● **Saved dataset items**
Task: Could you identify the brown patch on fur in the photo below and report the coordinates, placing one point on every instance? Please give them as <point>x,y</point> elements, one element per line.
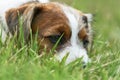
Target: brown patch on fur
<point>46,18</point>
<point>50,21</point>
<point>82,34</point>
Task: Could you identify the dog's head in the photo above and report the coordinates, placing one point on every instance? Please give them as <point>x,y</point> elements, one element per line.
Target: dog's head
<point>52,21</point>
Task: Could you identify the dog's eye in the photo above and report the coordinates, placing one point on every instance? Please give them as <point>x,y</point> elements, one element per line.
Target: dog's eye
<point>85,43</point>
<point>53,39</point>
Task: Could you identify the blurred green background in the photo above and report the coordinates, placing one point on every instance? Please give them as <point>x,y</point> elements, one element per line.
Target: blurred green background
<point>15,64</point>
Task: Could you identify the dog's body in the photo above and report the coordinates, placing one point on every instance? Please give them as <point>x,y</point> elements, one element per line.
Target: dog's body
<point>51,20</point>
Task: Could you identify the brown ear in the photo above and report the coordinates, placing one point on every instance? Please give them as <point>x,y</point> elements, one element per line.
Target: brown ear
<point>24,13</point>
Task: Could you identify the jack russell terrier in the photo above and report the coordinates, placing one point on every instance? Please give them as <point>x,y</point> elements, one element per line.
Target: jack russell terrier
<point>50,20</point>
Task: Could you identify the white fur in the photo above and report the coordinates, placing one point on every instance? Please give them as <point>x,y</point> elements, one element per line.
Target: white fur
<point>6,5</point>
<point>76,49</point>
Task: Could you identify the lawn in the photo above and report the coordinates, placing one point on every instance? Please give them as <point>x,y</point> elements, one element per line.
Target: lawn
<point>23,63</point>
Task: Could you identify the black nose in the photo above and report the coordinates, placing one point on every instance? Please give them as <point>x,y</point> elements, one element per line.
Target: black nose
<point>84,65</point>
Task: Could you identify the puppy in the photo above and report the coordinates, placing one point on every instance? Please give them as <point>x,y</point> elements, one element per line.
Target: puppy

● **Exercise requirements**
Please give every line of the material above as a JSON list of strings, one string per line, with blank lines dropped. Leave the pictures out of your answer.

● **Full output**
[
  "Task: Could you identify the brown patch on fur in the photo below and report the coordinates, placing one point on every instance? Please give them as <point>x,y</point> elements, one element per line.",
  "Target: brown patch on fur",
  "<point>46,18</point>",
  "<point>50,21</point>",
  "<point>82,34</point>",
  "Task: Could you identify the dog's head in the photo above and report the coordinates, placing one point on every instance? Please give them as <point>x,y</point> elements, one element per line.",
  "Target: dog's head",
  "<point>52,21</point>",
  "Task: Could you identify the dog's eye in the photo above and report the coordinates, placing one point on every instance? Please give them as <point>x,y</point> elements, one element per line.",
  "Target: dog's eye",
  "<point>85,43</point>",
  "<point>53,39</point>",
  "Task: Could you identify the blurred green background in the photo above and report the coordinates, placing one point on every instance? Please give them as <point>x,y</point> elements, one element per line.",
  "Target: blurred green background",
  "<point>15,64</point>",
  "Task: Could you identify the dog's body in the photo above and report the coordinates, placing one point on every instance? Please give them as <point>x,y</point> elements, one element per line.",
  "Target: dog's body",
  "<point>51,20</point>",
  "Task: Could you identify the brown ear in the photo above and report the coordinates, placing one point on every instance? Please give them as <point>x,y</point> elements, one element per line.",
  "Target: brown ear",
  "<point>24,13</point>",
  "Task: Could you identify the jack russell terrier in the photo above and report the coordinates, placing one point on every instance? Please give them as <point>x,y</point> elements, one element per line.",
  "Target: jack russell terrier",
  "<point>50,20</point>",
  "Task: Could you identify the white fur in the photo above and report the coordinates, placing one point on every instance? Please give them as <point>x,y</point> elements, one element per line.",
  "Target: white fur",
  "<point>6,5</point>",
  "<point>76,49</point>",
  "Task: Could you identify the lawn in the photo above and report the coordinates, placing one point on every instance? Please give them as <point>x,y</point> elements, one element per line.",
  "Target: lawn",
  "<point>23,63</point>",
  "Task: Could you identify the black nose in the photo above and report the coordinates, placing one point on every instance? Please give them as <point>x,y</point> elements, one element per line.",
  "Target: black nose",
  "<point>84,65</point>",
  "Task: Could you identify the puppy in the photo above and report the coordinates, placing one point on every instance? Please give them as <point>x,y</point> elements, one element per line.",
  "Target: puppy"
]